## Directions
Reproduce the entries below with every occurrence of "using this layout" replaced by "in this format", leaving everything else unchanged.

## Dataset entries
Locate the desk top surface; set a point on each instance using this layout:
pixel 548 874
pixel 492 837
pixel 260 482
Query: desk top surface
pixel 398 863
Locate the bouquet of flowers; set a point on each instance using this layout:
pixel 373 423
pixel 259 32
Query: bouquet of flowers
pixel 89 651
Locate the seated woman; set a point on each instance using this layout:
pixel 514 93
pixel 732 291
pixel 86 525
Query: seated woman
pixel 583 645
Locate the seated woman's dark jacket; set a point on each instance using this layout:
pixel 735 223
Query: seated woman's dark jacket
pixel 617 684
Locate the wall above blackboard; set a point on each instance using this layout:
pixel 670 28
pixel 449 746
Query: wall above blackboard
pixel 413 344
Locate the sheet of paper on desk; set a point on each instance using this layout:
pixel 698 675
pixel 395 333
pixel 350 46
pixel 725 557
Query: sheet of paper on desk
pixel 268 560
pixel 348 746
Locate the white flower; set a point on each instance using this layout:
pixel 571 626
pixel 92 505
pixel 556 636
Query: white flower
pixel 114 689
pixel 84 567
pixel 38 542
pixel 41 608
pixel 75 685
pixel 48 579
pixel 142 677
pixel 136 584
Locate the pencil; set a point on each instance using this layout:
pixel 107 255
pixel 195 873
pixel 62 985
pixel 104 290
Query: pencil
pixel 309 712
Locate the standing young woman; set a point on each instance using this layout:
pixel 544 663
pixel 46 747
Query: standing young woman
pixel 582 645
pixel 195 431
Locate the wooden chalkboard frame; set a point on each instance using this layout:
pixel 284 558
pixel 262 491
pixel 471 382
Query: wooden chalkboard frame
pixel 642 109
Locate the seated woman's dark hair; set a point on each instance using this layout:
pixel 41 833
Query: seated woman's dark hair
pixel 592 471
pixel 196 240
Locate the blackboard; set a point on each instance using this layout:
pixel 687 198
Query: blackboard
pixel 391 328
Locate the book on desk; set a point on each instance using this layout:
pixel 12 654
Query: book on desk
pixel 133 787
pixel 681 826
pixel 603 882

## Reply
Locate the desk top surface; set a point on each instance in this format:
pixel 548 874
pixel 492 837
pixel 260 482
Query: desk top surface
pixel 398 863
Locate the bouquet of flowers; set a point on each instance in this format:
pixel 373 423
pixel 259 32
Query: bouquet of flowers
pixel 89 651
Locate the seated woman; set a point on each instance in this format:
pixel 514 93
pixel 732 291
pixel 86 525
Query: seated woman
pixel 583 645
Locate the seated woman's dark jacket; set a point on each instance in this format:
pixel 735 223
Query: seated woman's dark jacket
pixel 617 684
Locate the wall above blackboard; set a point on each instance in this format:
pixel 670 28
pixel 449 746
Query: wall above blackboard
pixel 413 344
Locate the sheet of paper on desk; set a point on each instance in this format:
pixel 698 675
pixel 395 333
pixel 350 46
pixel 725 557
Query: sheet of paper on desk
pixel 268 560
pixel 348 746
Locate the white flower; set a point on each instance in this format:
pixel 571 626
pixel 92 505
pixel 556 636
Query: white flower
pixel 114 689
pixel 84 567
pixel 38 542
pixel 41 608
pixel 75 685
pixel 48 579
pixel 142 677
pixel 136 584
Locate the pencil; set a point on each instance in this format:
pixel 107 255
pixel 195 873
pixel 62 985
pixel 104 290
Query: pencil
pixel 309 712
Locate the standing young woman; set a point on each instance in this format:
pixel 544 663
pixel 46 747
Query: standing young woman
pixel 582 645
pixel 195 431
Locate the wooden chalkboard frame; set a point on each instance in this format:
pixel 284 558
pixel 262 491
pixel 471 382
Query: wooden chalkboard frame
pixel 642 109
Locate the seated woman's dark hair; set a point on each instance in this format:
pixel 41 833
Query: seated woman's dark hair
pixel 592 471
pixel 196 240
Locate the blackboard; set a point on each instance in this format:
pixel 687 198
Query: blackboard
pixel 391 328
Locate the book on desk; set a point on each instance in this format:
pixel 12 654
Query: book on desk
pixel 133 787
pixel 681 826
pixel 603 882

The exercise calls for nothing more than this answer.